▶ [TRECHO FORNECIDO]
O longo pontificado de João Paulo II
e o novo início de Bento XVI.
Ambos apaixonados por Cristo,
centro do cosmo e da história


A transição entre um Papa e outro é sempre um
momento significativo dentro da história da
Igreja. Por alguns dias, ela é como que invadida
pela onda do pontificado precedente e não se sabe
quem e como dará continuidade a ele.
Penso nas primeiras horas após a morte de João
Paulo I. Mais do que a dramaticidade daquele desfecho,
depois de um pontificado tão curto, a pergunta
que me fazia era: quem poderá substituí-lo? Aqueles
dias, mesmo na sua brevidade, apontaram, de fato, para
uma enorme novidade.

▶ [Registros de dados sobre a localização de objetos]
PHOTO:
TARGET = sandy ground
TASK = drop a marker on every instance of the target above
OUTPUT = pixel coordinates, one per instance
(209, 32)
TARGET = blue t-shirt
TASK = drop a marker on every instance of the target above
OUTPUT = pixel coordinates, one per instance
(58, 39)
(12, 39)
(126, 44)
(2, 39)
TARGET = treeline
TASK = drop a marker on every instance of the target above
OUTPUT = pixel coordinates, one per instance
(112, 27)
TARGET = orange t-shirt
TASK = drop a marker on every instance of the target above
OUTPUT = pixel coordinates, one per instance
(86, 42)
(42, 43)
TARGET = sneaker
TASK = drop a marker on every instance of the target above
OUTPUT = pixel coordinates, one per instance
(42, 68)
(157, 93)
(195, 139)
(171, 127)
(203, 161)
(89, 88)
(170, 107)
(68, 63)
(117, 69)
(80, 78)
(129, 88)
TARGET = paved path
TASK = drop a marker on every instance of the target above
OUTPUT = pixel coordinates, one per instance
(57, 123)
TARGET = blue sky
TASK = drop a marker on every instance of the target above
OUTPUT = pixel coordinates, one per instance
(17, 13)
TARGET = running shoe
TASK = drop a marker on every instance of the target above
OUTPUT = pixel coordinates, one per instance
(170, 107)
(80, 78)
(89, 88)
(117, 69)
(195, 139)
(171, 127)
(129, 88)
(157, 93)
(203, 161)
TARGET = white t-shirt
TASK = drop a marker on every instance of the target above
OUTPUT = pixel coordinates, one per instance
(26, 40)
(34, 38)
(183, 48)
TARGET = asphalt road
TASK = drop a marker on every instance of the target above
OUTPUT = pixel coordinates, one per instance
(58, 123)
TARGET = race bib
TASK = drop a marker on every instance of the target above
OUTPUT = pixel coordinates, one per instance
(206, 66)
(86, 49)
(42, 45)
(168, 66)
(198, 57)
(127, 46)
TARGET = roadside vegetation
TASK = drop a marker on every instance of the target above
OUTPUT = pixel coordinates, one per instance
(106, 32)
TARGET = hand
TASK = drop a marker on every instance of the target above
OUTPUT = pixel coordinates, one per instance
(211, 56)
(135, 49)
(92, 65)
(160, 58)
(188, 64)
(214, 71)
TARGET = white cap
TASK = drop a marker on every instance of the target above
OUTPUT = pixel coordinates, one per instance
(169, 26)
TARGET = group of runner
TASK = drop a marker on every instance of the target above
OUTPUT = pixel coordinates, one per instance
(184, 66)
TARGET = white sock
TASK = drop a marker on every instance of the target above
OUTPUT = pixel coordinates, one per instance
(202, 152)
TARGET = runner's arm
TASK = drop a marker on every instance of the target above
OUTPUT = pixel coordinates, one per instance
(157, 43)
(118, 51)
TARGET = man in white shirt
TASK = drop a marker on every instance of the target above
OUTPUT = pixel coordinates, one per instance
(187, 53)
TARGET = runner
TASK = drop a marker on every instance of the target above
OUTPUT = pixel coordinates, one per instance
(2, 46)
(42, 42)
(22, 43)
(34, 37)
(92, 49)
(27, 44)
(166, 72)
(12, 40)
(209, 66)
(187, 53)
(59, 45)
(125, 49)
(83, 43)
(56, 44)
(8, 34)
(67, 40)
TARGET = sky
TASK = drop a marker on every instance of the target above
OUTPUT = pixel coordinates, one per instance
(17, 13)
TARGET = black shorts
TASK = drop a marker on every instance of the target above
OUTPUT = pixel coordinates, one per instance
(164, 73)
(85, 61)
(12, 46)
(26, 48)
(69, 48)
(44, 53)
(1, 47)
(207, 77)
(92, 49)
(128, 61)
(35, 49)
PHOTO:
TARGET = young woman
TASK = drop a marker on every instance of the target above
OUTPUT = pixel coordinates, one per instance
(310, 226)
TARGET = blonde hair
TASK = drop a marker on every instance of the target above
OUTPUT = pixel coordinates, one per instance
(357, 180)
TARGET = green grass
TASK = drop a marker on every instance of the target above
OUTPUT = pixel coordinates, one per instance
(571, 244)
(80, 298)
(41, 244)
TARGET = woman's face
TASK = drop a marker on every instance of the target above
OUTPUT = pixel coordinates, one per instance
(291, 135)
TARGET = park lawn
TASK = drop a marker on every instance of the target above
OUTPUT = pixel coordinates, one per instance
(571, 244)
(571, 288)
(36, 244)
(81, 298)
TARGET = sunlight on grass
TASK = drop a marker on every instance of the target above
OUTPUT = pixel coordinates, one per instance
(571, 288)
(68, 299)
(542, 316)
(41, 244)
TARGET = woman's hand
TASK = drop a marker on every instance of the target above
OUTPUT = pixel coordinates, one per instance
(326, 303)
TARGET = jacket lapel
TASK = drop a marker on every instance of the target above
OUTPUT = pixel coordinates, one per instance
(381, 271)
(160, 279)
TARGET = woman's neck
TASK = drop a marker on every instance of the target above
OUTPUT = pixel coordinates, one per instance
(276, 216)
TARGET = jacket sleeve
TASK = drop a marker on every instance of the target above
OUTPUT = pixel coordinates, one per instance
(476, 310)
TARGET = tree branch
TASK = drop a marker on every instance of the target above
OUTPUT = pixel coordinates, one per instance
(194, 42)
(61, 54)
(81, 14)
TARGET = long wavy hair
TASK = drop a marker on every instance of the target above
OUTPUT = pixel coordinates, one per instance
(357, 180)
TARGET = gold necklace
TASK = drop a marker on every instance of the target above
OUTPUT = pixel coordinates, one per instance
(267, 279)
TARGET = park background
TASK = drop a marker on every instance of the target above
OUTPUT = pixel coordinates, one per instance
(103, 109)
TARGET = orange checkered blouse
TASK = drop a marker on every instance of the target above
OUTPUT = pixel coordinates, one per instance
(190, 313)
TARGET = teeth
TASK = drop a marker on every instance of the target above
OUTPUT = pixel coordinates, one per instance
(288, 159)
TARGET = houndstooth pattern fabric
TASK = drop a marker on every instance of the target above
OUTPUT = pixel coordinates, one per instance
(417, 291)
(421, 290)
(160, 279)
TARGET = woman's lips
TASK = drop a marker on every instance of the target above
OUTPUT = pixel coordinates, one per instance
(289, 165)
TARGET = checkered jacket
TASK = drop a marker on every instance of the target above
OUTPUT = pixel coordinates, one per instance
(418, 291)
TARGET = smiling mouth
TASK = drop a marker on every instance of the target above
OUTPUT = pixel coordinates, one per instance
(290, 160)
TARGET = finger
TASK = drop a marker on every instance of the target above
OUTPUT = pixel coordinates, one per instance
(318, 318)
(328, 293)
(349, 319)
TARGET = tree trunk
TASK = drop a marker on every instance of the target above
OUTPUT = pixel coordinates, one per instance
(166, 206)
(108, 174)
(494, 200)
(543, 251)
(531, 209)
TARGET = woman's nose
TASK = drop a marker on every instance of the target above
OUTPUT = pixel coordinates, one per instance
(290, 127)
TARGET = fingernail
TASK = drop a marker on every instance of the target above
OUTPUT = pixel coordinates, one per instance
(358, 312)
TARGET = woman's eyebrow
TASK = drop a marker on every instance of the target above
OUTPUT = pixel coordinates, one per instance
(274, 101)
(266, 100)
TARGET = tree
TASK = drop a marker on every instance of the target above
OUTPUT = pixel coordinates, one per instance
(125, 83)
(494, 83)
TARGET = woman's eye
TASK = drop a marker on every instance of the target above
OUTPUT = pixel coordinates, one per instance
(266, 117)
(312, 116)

▶ [INSTRUÇÃO DADA A] Liste todos os papas citados pelo nome no texto sobre os pontificados.
▶ [INSTRUÇÃO DADA B] Altere o trecho do texto sobre os pontificados que começa nas palavras "O longo pontificado" e termina depois de "continuidade a ele.", pondo "maré" no lugar de "onda".
▶ [INSTRUÇÃO DADA C]
Segundo o texto sobre os pontificados, as afirmações a seguir são verdadeiras? Responda sim ou não a cada uma e cite as palavras do texto que decidem.
(i) A transição entre um Papa e outro é um momento significativo na história da Igreja.
(ii) O pontificado de João Paulo I foi longo.
(iii) Após a morte de João Paulo I, quem escreve se perguntava quem poderia substituí-lo.
As linhas são um material à parte, independente do texto.

▶ [RESULTADO DA TAREFA A] João Paulo II; Bento XVI; João Paulo I

▶ [RESULTADO DA TAREFA B]
O longo pontificado de João Paulo II
e o novo início de Bento XVI.
Ambos apaixonados por Cristo,
centro do cosmo e da história


A transição entre um Papa e outro é sempre um
momento significativo dentro da história da
Igreja. Por alguns dias, ela é como que invadida
pela maré do pontificado precedente e não se sabe
quem e como dará continuidade a ele.

▶ [RESULTADO DA TAREFA C]
(i) Sim: "A transição entre um Papa e outro é sempre um momento significativo dentro da história da Igreja."
(ii) Não: "depois de um pontificado tão curto"
(iii) Sim: "a pergunta que me fazia era: quem poderá substituí-lo?"